## What the task requires
In the data below, the answer is the run of lines from the line containing "det: blue jeans" through the line containing "det: denim fabric", both included; print it exactly and nothing else.

(Referring expression grounding data)
--- START ---
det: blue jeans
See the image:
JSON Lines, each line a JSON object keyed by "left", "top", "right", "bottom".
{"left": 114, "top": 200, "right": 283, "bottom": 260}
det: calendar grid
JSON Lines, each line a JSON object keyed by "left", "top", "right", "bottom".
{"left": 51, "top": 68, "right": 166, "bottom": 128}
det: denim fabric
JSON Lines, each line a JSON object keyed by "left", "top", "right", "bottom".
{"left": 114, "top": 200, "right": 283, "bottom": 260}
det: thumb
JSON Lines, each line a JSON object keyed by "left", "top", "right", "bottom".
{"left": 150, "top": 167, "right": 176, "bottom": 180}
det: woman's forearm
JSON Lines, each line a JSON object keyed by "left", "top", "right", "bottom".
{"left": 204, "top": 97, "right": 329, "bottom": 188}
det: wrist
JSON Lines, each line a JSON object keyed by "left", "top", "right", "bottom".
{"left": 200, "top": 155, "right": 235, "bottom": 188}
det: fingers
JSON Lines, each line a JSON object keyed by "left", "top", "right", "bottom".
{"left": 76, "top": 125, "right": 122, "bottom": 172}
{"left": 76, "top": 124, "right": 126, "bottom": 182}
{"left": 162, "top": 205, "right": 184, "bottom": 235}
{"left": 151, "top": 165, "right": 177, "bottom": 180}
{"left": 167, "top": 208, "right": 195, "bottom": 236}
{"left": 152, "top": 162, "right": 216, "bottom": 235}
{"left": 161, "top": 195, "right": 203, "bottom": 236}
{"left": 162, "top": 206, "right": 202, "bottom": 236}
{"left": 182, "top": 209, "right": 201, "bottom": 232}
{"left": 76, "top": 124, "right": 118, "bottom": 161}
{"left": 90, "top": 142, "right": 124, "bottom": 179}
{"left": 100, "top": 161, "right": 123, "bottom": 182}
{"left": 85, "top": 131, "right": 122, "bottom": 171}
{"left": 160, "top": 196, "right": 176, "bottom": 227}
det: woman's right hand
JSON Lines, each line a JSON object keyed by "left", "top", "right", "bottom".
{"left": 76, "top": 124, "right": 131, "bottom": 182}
--- END ---
--- START ---
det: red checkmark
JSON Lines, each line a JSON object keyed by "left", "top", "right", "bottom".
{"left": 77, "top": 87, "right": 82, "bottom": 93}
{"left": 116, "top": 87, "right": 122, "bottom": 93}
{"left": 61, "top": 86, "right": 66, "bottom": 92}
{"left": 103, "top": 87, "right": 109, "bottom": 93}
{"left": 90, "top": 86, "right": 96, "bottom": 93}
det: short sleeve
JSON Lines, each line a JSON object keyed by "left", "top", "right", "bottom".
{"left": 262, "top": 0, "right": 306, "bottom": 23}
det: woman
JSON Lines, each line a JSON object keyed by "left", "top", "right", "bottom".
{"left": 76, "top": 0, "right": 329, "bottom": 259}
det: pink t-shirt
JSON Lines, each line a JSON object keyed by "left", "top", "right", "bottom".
--- END ---
## Output of the task
det: blue jeans
See the image:
JSON Lines, each line a JSON object keyed by "left", "top", "right", "bottom".
{"left": 114, "top": 200, "right": 283, "bottom": 260}
det: calendar grid
JSON Lines, each line a JSON object keyed by "left", "top", "right", "bottom".
{"left": 51, "top": 68, "right": 166, "bottom": 128}
det: denim fabric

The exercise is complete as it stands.